SELECTED TEXT
Army troops are demobilized after helping in the search for Brazilian Indigenous expert Bruno Pereira and British journalist Dom Phillips, in Atalaia do Norte, state of Amazonas, Brazil, June 17, 2022. Federal police said they had officially identified Phillips' remains.
Army troops are demobilized after helping in the search for Brazilian Indigenous expert Bruno Pereira and British journalist Dom Phillips, in Atalaia do Norte, state of Amazonas, Brazil, June 17, 2022. Federal police said they had officially identified Phillips' remains.

Federal police said Friday that human remains found in Brazil's remote Amazon had been identified as belonging to British journalist Dom Phillips, who went missing almost two weeks ago along with a Brazilian Indigenous expert in a case that drew world attention.

Additional remains found at the site near the city of Atalaia do Norte have not yet been identified but are expected to belong to Indigenous expert Bruno Pereira, 41. The pair were last seen June 5 on their boat on the Itaquai River, near the entrance of the Javari Valley Indigenous Territory, which borders Peru and Colombia.

"The confirmation [of Phillips' remains] was made based on dental examinations and anthropological forensics," federal police said in a statement. "Work is ongoing for a complete identification of the remains so we can determine the cause of death, and also the dynamics of the crime and the hiding of the bodies."

The remains were found Wednesday after fisherman Amarildo da Costa de Oliveira, nicknamed Pelado, confessed he had killed Phillips, 57, and Pereira, and led police to the site where the remains were found. He told officers he used a firearm to commit the crime.

Police also arrested Pelado's brother, fisherman Oseney da Costa de Oliveira.

The remains arrived in Brasilia on Thursday for forensics work.

The area where Phillips and Pereira went missing has seen violent conflicts between fishermen, poachers and government agents.

Federal police said others may have participated in the crime but that organized criminal groups did not appear to have been involved.

FILE - Veteran foreign correspondent Dom Phillips talks to two Indigenous men in Aldeia Maloca Papiú, Roraima state, Brazil, Nov. 16, 2019
FILE - Veteran foreign correspondent Dom Phillips talks to two Indigenous men in Aldeia Maloca Papiú, Roraima state, Brazil, Nov. 16, 2019

UNIVAJA, the local Indigenous association for whom Pereira was working, criticized that conclusion. It said in a statement the investigation had not considered the existence of a criminal organization financing illegal fishing and poaching in the Javari Valley Indigenous Territory.

"That was why Bruno Pereira became one of the main targets of this criminal group, as well as other UNIVAJA members who received death threats," the statement said.

President Jair Bolsonaro, a frequent critic of journalists and Indigenous experts, has drawn criticism that the government didn't get involved fast enough. Earlier, he criticized Phillips in an interview, saying without evidence that locals in the area where he went missing didn't like him — and that he should have been more careful in the region.

His main adversary in October's election, former President Luiz Inacio Lula da Silva, said in a statement that the killings "are directly related to the dismantling of public policies of protection to Indigenous peoples" and are "also related to the current administration's stimulus to violence."

The efforts to find the pair were started by Indigenous people in the region.

Indigenous people who were with Pereira and Phillips have said that Pelado brandished a rifle at them on the day before the pair disappeared.

WRITTEN TASK
In the article about Dom Phillips and Bruno Pereira, on which river were the two men last seen?

DATASET CONTENT
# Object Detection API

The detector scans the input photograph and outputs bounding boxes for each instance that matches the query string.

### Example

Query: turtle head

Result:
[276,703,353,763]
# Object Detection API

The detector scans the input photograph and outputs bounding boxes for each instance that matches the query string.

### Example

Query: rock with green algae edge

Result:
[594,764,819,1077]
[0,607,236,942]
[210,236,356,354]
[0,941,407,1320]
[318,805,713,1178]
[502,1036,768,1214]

---

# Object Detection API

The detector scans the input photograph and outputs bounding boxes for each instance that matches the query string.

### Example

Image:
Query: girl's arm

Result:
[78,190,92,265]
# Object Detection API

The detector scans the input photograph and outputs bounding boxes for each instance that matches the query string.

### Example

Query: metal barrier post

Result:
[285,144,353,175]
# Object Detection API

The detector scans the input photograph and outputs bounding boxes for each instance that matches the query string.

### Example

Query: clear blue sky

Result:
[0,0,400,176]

FINAL RESULT
The Itaquai River